*TASK ITEM*
Write out all the entries word for word, but skip any images.

Dataset excerpts:

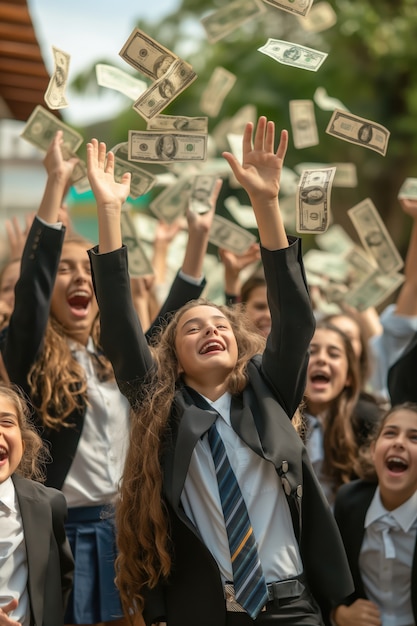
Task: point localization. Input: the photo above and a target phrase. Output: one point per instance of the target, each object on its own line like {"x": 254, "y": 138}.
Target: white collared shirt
{"x": 386, "y": 558}
{"x": 94, "y": 475}
{"x": 263, "y": 494}
{"x": 13, "y": 560}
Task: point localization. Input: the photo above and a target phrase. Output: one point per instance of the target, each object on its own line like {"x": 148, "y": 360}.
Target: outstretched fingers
{"x": 283, "y": 145}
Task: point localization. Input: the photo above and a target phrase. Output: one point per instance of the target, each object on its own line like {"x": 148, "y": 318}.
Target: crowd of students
{"x": 148, "y": 416}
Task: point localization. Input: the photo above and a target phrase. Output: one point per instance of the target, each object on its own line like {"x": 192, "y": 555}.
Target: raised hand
{"x": 260, "y": 171}
{"x": 100, "y": 171}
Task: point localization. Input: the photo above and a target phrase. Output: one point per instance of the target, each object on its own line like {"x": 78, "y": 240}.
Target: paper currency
{"x": 164, "y": 90}
{"x": 293, "y": 54}
{"x": 335, "y": 240}
{"x": 139, "y": 264}
{"x": 373, "y": 290}
{"x": 299, "y": 7}
{"x": 375, "y": 237}
{"x": 303, "y": 124}
{"x": 313, "y": 200}
{"x": 408, "y": 189}
{"x": 219, "y": 85}
{"x": 361, "y": 265}
{"x": 146, "y": 55}
{"x": 225, "y": 234}
{"x": 358, "y": 130}
{"x": 115, "y": 78}
{"x": 242, "y": 214}
{"x": 152, "y": 146}
{"x": 55, "y": 92}
{"x": 326, "y": 102}
{"x": 321, "y": 17}
{"x": 141, "y": 180}
{"x": 201, "y": 192}
{"x": 172, "y": 202}
{"x": 327, "y": 264}
{"x": 41, "y": 128}
{"x": 179, "y": 122}
{"x": 230, "y": 17}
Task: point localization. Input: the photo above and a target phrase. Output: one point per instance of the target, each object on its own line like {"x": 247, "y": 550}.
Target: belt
{"x": 277, "y": 591}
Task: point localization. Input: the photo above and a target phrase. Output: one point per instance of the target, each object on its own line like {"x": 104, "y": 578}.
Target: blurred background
{"x": 371, "y": 68}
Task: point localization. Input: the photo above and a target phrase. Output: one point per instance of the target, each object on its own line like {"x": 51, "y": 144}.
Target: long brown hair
{"x": 145, "y": 554}
{"x": 340, "y": 449}
{"x": 57, "y": 381}
{"x": 35, "y": 454}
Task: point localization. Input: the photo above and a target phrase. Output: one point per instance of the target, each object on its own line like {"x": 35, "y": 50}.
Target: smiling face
{"x": 257, "y": 310}
{"x": 73, "y": 301}
{"x": 328, "y": 370}
{"x": 11, "y": 444}
{"x": 395, "y": 457}
{"x": 206, "y": 349}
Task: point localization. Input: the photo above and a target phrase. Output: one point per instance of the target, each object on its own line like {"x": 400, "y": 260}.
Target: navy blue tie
{"x": 248, "y": 579}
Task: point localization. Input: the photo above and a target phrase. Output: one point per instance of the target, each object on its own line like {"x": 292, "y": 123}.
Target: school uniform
{"x": 194, "y": 593}
{"x": 353, "y": 501}
{"x": 49, "y": 564}
{"x": 77, "y": 468}
{"x": 402, "y": 375}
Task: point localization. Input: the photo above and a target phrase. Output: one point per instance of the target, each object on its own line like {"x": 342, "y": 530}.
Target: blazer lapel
{"x": 194, "y": 423}
{"x": 37, "y": 531}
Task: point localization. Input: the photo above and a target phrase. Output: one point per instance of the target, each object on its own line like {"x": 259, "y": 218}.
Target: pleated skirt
{"x": 91, "y": 534}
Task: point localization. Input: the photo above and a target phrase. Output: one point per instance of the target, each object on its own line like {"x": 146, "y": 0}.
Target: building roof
{"x": 23, "y": 75}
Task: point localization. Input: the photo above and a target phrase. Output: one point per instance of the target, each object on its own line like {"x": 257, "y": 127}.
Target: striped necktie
{"x": 248, "y": 579}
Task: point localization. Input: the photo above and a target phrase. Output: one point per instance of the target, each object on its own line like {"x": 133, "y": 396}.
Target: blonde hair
{"x": 35, "y": 454}
{"x": 57, "y": 381}
{"x": 145, "y": 553}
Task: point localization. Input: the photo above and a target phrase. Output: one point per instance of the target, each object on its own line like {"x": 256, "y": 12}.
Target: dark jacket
{"x": 260, "y": 415}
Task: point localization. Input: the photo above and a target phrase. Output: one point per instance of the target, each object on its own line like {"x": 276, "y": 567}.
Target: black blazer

*ANSWER SPACE*
Task: point localization. Input: the photo above and a target phrase. Output: one point per instance of the target, each object on its own line like {"x": 254, "y": 138}.
Target: white collared shirt
{"x": 386, "y": 558}
{"x": 94, "y": 475}
{"x": 263, "y": 494}
{"x": 13, "y": 560}
Task: point localization. Input: the photo above and a target phrase. Output: one point per instance of the target, each object on its own line like {"x": 148, "y": 360}.
Target: outstretched fingers
{"x": 283, "y": 145}
Task: point localization. Input: the photo above and a target phrase. Output: one point per instance of the target, each object on its own line like {"x": 148, "y": 318}.
Target: crowd of students
{"x": 148, "y": 416}
Task: point localization. Input: the photo above and a target phrase. Output: one point per instance of the target, each object on its own line like {"x": 192, "y": 555}.
Target: raised hand
{"x": 260, "y": 171}
{"x": 100, "y": 171}
Task: point localization. Input: the photo above and a target phrase. Output: one point per instance of the target, each object on its own line like {"x": 78, "y": 240}.
Target: paper currency
{"x": 164, "y": 90}
{"x": 293, "y": 54}
{"x": 335, "y": 240}
{"x": 139, "y": 264}
{"x": 373, "y": 290}
{"x": 299, "y": 7}
{"x": 375, "y": 237}
{"x": 303, "y": 124}
{"x": 313, "y": 200}
{"x": 408, "y": 189}
{"x": 219, "y": 85}
{"x": 361, "y": 265}
{"x": 146, "y": 55}
{"x": 225, "y": 234}
{"x": 358, "y": 130}
{"x": 115, "y": 78}
{"x": 242, "y": 214}
{"x": 152, "y": 146}
{"x": 55, "y": 92}
{"x": 326, "y": 102}
{"x": 321, "y": 17}
{"x": 141, "y": 180}
{"x": 201, "y": 192}
{"x": 172, "y": 202}
{"x": 327, "y": 264}
{"x": 41, "y": 128}
{"x": 179, "y": 122}
{"x": 230, "y": 17}
Task: point localization. Input: the photo above and a target phrase. Output: one point per instance of the target, each object on its own line like {"x": 247, "y": 550}.
Target: belt
{"x": 277, "y": 591}
Task: point localization. Input: the photo above and a target phrase. Output: one point per instance of the target, each object on its own line like {"x": 104, "y": 578}.
Target: blurred background
{"x": 371, "y": 68}
Task: point localization. Input: the photo above and a target phrase. Output: one point per instance of the target, each object on its own line like {"x": 51, "y": 144}.
Target: long brown hair
{"x": 145, "y": 554}
{"x": 340, "y": 449}
{"x": 57, "y": 381}
{"x": 35, "y": 454}
Task: point localization. Input: the photo above and a target phrase. Output: one point per instance of the target, each object on its own line like {"x": 35, "y": 50}.
Target: smiling face
{"x": 257, "y": 310}
{"x": 73, "y": 301}
{"x": 328, "y": 370}
{"x": 11, "y": 444}
{"x": 395, "y": 457}
{"x": 206, "y": 349}
Task: point localization. Input: the photo above and a target phrase. Output: one point per instance of the target, each object on its own line like {"x": 400, "y": 260}.
Target: navy blue tie
{"x": 248, "y": 579}
Task: point localization. Input: the photo above and a target phrase. Output: one point per instance of the target, each object on its own line like {"x": 292, "y": 123}.
Target: school uniform
{"x": 194, "y": 593}
{"x": 353, "y": 501}
{"x": 49, "y": 564}
{"x": 77, "y": 468}
{"x": 402, "y": 375}
Task: point localization. Input: the photo above and a target phrase. Output: one point per instance of the target, each object on its own line like {"x": 342, "y": 530}.
Target: blazer lapel
{"x": 194, "y": 423}
{"x": 37, "y": 531}
Task: point localization. Input: the photo above and a target phrase. Output: one point per instance of the target, each object on its own line like {"x": 259, "y": 218}.
Target: pleated skirt
{"x": 91, "y": 534}
Task: point localization. Input: the photo above and a target phrase. Output: one point per instance of the target, each object on its own line like {"x": 146, "y": 0}.
Target: building roof
{"x": 23, "y": 75}
Task: point localization. Input: the photo above and a target phrase. Output: one point per instance of the target, each object on its own line like {"x": 257, "y": 127}.
Target: striped necktie
{"x": 248, "y": 579}
Task: point localization. Input: the photo above and a target phrase. Output: one point per instance of the target, each object on its own line like {"x": 133, "y": 396}.
Target: blonde hair
{"x": 35, "y": 454}
{"x": 57, "y": 381}
{"x": 145, "y": 553}
Task: point localization. Input: the photo above and a target phrase. Output: one point per instance of the target, each object on its own line like {"x": 256, "y": 12}.
Target: dark jacket
{"x": 260, "y": 415}
Task: point localization. Input: the photo above and a target phrase. Output: one point per instance of the target, each object on its own line like {"x": 276, "y": 567}.
Target: black blazer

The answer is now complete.